DIRECTIONS FOR THIS TASK -
Reproduce each of the following lines word for word, without any changes.

----- SUPPLIED RECORDS -----

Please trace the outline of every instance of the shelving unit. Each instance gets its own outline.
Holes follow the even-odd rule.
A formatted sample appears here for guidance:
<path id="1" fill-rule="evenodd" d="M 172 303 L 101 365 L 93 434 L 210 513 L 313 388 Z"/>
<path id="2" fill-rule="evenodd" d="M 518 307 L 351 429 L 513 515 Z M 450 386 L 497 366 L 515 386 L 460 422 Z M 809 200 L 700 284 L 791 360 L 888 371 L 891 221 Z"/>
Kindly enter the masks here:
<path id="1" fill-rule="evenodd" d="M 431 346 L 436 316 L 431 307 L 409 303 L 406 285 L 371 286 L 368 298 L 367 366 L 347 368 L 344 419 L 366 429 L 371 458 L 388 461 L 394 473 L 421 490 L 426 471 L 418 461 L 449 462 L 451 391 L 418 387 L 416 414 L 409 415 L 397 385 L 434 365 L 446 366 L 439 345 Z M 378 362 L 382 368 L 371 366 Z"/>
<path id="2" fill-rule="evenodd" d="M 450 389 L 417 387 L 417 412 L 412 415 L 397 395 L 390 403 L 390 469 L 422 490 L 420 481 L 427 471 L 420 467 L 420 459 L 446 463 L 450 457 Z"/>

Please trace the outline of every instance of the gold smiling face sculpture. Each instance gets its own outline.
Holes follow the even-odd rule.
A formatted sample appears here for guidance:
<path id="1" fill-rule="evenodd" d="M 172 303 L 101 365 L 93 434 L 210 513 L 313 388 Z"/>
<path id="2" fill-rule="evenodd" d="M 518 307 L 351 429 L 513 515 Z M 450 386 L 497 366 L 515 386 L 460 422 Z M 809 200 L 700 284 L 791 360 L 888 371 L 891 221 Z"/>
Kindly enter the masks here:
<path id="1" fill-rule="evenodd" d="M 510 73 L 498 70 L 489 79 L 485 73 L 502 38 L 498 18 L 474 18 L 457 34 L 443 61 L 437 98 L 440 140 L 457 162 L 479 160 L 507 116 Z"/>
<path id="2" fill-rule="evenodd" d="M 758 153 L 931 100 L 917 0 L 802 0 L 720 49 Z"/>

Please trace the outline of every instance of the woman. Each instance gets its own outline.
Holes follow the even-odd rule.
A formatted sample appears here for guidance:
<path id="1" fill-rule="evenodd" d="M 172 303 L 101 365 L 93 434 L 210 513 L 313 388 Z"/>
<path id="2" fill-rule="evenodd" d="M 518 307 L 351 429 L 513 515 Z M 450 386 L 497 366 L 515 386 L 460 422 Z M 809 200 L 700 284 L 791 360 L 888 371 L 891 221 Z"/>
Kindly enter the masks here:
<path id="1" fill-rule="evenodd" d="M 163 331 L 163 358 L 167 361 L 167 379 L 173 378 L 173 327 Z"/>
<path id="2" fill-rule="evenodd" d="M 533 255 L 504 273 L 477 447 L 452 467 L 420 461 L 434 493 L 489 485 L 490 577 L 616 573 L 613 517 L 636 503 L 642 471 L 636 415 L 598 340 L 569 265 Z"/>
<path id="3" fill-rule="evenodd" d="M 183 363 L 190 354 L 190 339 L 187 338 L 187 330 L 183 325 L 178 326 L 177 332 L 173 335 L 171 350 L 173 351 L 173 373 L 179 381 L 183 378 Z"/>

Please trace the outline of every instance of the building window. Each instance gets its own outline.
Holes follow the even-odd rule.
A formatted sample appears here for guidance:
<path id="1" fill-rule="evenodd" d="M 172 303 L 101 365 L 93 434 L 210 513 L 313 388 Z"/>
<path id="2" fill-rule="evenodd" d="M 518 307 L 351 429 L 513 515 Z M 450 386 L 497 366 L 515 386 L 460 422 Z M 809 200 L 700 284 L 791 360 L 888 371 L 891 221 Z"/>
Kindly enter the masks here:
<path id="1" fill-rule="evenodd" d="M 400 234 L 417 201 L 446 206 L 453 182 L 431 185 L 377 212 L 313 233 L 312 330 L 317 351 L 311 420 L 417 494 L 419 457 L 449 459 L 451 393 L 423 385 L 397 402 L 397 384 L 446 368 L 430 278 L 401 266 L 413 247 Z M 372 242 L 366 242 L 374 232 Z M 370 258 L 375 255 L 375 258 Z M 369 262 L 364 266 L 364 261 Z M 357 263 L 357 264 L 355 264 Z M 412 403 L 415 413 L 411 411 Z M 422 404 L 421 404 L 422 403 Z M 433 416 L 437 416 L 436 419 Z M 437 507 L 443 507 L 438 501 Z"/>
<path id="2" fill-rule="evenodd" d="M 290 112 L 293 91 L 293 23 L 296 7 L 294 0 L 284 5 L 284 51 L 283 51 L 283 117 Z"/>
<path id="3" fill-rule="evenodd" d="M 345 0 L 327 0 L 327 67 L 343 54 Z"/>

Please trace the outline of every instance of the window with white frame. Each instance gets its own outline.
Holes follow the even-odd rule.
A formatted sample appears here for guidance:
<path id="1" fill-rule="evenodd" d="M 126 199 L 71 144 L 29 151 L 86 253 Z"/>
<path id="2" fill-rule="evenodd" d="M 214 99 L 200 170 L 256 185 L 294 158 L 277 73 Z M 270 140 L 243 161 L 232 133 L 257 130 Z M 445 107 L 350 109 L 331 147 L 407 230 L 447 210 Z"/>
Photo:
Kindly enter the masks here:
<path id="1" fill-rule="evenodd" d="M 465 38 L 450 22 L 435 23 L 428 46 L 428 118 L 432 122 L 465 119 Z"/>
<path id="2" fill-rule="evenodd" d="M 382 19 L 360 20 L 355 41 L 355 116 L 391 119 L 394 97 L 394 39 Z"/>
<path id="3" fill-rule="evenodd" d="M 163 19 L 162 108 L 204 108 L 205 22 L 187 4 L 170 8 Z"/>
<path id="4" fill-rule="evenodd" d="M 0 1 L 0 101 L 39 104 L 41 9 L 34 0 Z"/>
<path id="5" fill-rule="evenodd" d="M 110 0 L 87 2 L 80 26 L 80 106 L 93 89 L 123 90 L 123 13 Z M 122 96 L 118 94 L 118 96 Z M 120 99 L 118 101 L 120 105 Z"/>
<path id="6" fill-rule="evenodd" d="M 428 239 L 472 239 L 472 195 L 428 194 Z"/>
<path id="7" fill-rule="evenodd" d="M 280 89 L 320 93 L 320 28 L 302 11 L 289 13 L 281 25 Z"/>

-----

RESPONSE TO THE TASK -
Please trace the outline of every instance of the shelving unit. Each instance gets its own outline.
Holes follow the even-odd rule.
A formatted sample appears here for guidance:
<path id="1" fill-rule="evenodd" d="M 172 303 L 101 365 L 93 434 L 210 513 L 313 388 Z"/>
<path id="2" fill-rule="evenodd" d="M 518 307 L 351 429 L 513 515 Z M 450 386 L 497 366 L 515 386 L 460 422 Z M 809 200 L 700 284 L 791 360 L 888 371 L 891 221 Z"/>
Kindly enter the masks here:
<path id="1" fill-rule="evenodd" d="M 431 346 L 436 316 L 431 307 L 409 303 L 406 285 L 371 286 L 368 298 L 367 366 L 347 368 L 344 419 L 366 429 L 371 458 L 388 461 L 394 473 L 421 490 L 426 471 L 418 461 L 449 462 L 451 391 L 418 387 L 416 414 L 409 415 L 397 385 L 434 365 L 446 366 L 439 345 Z M 378 362 L 382 368 L 371 366 Z"/>
<path id="2" fill-rule="evenodd" d="M 450 389 L 417 387 L 417 412 L 412 415 L 397 395 L 390 403 L 390 469 L 422 490 L 420 481 L 427 471 L 420 467 L 420 459 L 446 463 L 450 457 Z"/>

Please trace the outline of every instance of the gold smiling face sculpture. Each instance gets its own outline.
Holes follow the even-odd rule.
A formatted sample appears here for guidance:
<path id="1" fill-rule="evenodd" d="M 172 303 L 101 365 L 93 434 L 210 513 L 313 388 Z"/>
<path id="2" fill-rule="evenodd" d="M 518 307 L 351 429 L 513 515 Z M 450 386 L 497 366 L 515 386 L 460 422 Z M 809 200 L 700 284 L 791 360 L 888 371 L 891 221 Z"/>
Kindly enter the masks here:
<path id="1" fill-rule="evenodd" d="M 510 73 L 498 70 L 489 79 L 485 73 L 502 38 L 498 18 L 474 18 L 457 34 L 443 61 L 437 98 L 440 140 L 457 162 L 479 160 L 507 116 Z"/>
<path id="2" fill-rule="evenodd" d="M 758 153 L 931 100 L 917 0 L 802 0 L 720 49 Z"/>

Please trace the outline of every instance of the woman. Each instance gets its own outline.
Holes follow the even-odd rule.
A formatted sample appears here for guidance:
<path id="1" fill-rule="evenodd" d="M 172 303 L 101 365 L 93 434 L 210 513 L 313 388 Z"/>
<path id="2" fill-rule="evenodd" d="M 518 307 L 351 429 L 513 515 Z M 450 386 L 497 366 L 515 386 L 460 422 Z M 809 200 L 700 284 L 791 360 L 888 371 L 891 221 Z"/>
Kindly enter the masks here:
<path id="1" fill-rule="evenodd" d="M 163 331 L 163 358 L 167 361 L 167 379 L 173 378 L 173 327 Z"/>
<path id="2" fill-rule="evenodd" d="M 533 255 L 504 273 L 477 447 L 452 467 L 420 461 L 434 493 L 489 485 L 490 577 L 616 573 L 613 517 L 636 503 L 642 471 L 636 415 L 598 340 L 569 265 Z"/>
<path id="3" fill-rule="evenodd" d="M 183 363 L 190 354 L 190 339 L 187 338 L 187 330 L 183 325 L 178 326 L 177 332 L 173 335 L 171 350 L 173 351 L 173 373 L 179 381 L 183 378 Z"/>

Please trace the outline of every instance of the building window. Each instance gets its own outline.
Holes follow the even-odd rule.
A formatted sample appears here for guidance:
<path id="1" fill-rule="evenodd" d="M 172 303 L 101 365 L 93 434 L 210 513 L 313 388 Z"/>
<path id="2" fill-rule="evenodd" d="M 518 307 L 351 429 L 513 515 Z M 450 386 L 497 366 L 515 386 L 460 422 Z M 809 200 L 700 284 L 791 360 L 888 371 L 891 221 Z"/>
Kindly enter the masks here:
<path id="1" fill-rule="evenodd" d="M 400 234 L 417 201 L 446 206 L 453 182 L 431 185 L 377 212 L 313 233 L 312 330 L 317 351 L 311 420 L 417 494 L 419 457 L 449 459 L 451 393 L 423 385 L 397 402 L 397 384 L 446 368 L 430 278 L 401 266 L 413 247 Z M 372 242 L 366 242 L 374 232 Z M 370 258 L 375 255 L 375 258 Z M 369 262 L 364 266 L 364 261 Z M 357 263 L 357 264 L 355 264 Z M 412 403 L 415 413 L 411 411 Z M 422 404 L 421 404 L 422 403 Z M 433 416 L 437 416 L 436 419 Z M 437 507 L 443 507 L 438 501 Z"/>
<path id="2" fill-rule="evenodd" d="M 290 112 L 293 91 L 293 23 L 296 7 L 294 0 L 284 5 L 284 51 L 283 51 L 283 117 Z"/>
<path id="3" fill-rule="evenodd" d="M 345 0 L 327 0 L 327 67 L 343 54 Z"/>

Please trace the outline of every instance of the window with white frame. Each instance gets its own outline.
Holes follow the even-odd rule.
A formatted sample appears here for guidance:
<path id="1" fill-rule="evenodd" d="M 126 199 L 71 144 L 29 151 L 86 253 Z"/>
<path id="2" fill-rule="evenodd" d="M 214 99 L 200 170 L 256 185 L 294 158 L 277 73 Z M 270 140 L 243 161 L 232 133 L 257 130 Z M 445 107 L 350 109 L 331 147 L 407 230 L 447 210 Z"/>
Photo:
Kindly enter the masks here:
<path id="1" fill-rule="evenodd" d="M 465 38 L 450 22 L 435 23 L 428 46 L 428 118 L 432 122 L 465 119 Z"/>
<path id="2" fill-rule="evenodd" d="M 382 19 L 360 20 L 355 41 L 355 116 L 391 119 L 394 97 L 394 39 Z"/>
<path id="3" fill-rule="evenodd" d="M 163 19 L 162 108 L 204 108 L 205 22 L 187 4 L 170 8 Z"/>
<path id="4" fill-rule="evenodd" d="M 0 1 L 0 101 L 39 104 L 41 9 L 34 0 Z"/>
<path id="5" fill-rule="evenodd" d="M 110 0 L 87 2 L 80 26 L 80 106 L 93 89 L 123 90 L 123 13 Z M 122 96 L 118 94 L 118 96 Z M 120 99 L 118 101 L 120 105 Z"/>
<path id="6" fill-rule="evenodd" d="M 428 239 L 472 239 L 472 195 L 428 194 Z"/>
<path id="7" fill-rule="evenodd" d="M 280 89 L 320 93 L 320 28 L 302 11 L 289 13 L 281 25 Z"/>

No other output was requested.